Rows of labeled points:

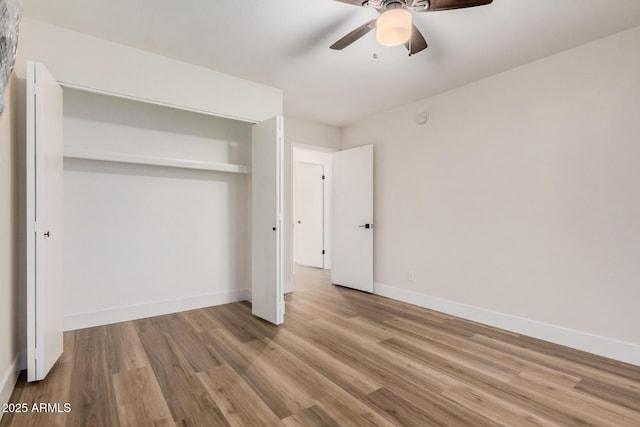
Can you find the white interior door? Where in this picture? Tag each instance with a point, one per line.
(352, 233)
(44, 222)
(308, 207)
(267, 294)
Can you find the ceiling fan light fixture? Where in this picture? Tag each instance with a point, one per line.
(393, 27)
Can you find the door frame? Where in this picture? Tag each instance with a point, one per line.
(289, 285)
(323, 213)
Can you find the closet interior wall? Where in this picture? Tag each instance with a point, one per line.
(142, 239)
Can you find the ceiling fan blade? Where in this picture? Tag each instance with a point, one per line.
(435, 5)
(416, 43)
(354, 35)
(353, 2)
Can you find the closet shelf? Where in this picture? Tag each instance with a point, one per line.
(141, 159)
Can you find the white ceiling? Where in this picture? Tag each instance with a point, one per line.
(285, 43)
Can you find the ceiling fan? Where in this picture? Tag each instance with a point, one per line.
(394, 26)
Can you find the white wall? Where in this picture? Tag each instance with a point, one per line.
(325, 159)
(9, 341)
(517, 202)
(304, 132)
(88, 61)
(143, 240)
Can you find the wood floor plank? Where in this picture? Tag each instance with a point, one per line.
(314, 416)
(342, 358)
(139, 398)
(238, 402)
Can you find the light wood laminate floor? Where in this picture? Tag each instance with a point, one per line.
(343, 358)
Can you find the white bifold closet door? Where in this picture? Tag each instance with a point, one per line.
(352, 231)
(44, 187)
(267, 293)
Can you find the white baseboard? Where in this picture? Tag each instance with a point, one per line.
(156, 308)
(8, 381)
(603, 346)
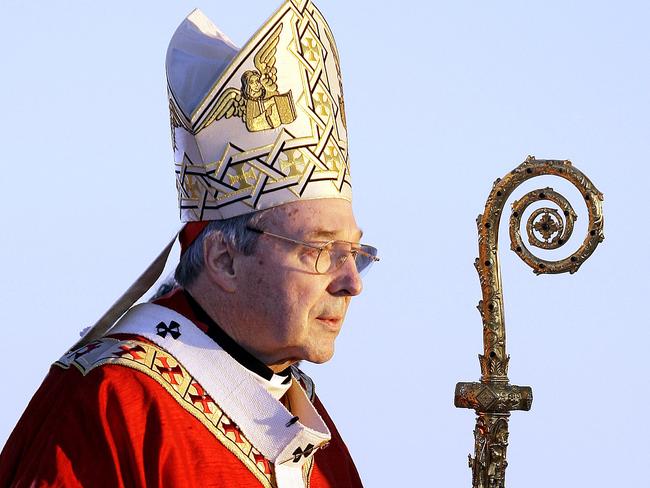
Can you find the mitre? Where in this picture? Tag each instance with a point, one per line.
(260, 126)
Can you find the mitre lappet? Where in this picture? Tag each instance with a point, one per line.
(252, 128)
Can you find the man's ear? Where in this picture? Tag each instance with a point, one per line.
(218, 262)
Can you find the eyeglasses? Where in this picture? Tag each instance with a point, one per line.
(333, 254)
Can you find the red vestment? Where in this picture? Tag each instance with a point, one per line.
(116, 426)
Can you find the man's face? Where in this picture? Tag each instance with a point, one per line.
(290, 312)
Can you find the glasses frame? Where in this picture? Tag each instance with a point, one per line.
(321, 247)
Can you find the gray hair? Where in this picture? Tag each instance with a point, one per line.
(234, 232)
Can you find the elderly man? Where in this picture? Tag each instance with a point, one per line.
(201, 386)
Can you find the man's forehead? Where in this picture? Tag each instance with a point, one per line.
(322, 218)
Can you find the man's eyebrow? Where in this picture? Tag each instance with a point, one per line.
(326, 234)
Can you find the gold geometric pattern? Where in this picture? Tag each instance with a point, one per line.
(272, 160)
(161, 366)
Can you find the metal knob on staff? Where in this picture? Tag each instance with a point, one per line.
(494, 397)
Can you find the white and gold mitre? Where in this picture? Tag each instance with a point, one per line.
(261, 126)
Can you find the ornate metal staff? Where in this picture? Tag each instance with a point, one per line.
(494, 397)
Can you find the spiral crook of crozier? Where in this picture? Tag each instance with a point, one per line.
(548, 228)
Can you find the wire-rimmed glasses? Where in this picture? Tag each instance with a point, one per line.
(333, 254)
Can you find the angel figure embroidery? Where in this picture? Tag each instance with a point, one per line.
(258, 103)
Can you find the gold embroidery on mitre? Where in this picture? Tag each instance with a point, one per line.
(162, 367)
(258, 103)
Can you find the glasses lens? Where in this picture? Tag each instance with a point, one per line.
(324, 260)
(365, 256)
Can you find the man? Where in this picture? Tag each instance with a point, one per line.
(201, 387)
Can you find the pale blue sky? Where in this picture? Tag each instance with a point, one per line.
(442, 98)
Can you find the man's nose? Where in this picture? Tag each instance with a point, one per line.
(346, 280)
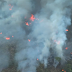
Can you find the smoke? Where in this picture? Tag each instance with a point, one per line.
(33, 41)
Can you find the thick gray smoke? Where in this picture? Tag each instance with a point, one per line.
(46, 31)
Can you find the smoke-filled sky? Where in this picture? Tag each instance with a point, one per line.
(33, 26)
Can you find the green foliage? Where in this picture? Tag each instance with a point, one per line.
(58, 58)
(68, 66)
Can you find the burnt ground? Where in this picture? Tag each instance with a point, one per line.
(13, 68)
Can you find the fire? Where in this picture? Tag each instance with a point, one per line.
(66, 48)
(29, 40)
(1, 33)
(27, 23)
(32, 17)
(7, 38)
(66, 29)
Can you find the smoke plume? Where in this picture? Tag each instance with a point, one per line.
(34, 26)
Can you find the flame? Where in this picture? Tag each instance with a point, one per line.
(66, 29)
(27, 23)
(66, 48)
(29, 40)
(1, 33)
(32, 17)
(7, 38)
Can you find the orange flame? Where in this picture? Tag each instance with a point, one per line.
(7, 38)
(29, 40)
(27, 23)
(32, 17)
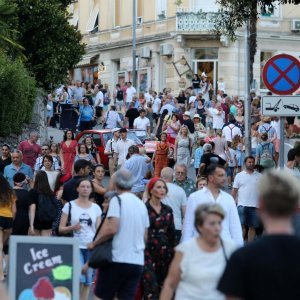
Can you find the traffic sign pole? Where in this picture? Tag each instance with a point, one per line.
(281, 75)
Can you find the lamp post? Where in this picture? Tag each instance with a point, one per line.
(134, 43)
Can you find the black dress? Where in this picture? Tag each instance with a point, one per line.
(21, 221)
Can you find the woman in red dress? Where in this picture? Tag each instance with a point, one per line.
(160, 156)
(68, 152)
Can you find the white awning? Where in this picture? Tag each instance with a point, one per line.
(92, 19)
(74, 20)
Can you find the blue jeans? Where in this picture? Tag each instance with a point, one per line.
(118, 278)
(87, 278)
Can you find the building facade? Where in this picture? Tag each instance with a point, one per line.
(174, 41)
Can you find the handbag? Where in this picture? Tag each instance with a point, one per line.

| THE PROBLEM |
Add 126 to every number in the point coordinates, and write out everything from the row containing "Can you find the black" down to the last row, with both ends and the requests included.

| CORRECT RESULT |
Can you find the black dress? Where in this picture? Tag each instance with a point, one per line.
(147, 347)
Can you find the woman in red dress? Where in this picture? Tag each instance with a point, one per line.
(286, 282)
(194, 278)
Can you find the white awning? Where in this picture? Tag each instance with a point, one per line.
(218, 145)
(200, 146)
Can you find the blue jeans? Where in this picture? Tag each instance with a point, one per line.
(244, 404)
(213, 404)
Can you find the building facade? Where in this picture? Tag each instance with a point, one per line.
(300, 167)
Can you find the handbag? Where in this picture? Tag each instance with a point, one per line.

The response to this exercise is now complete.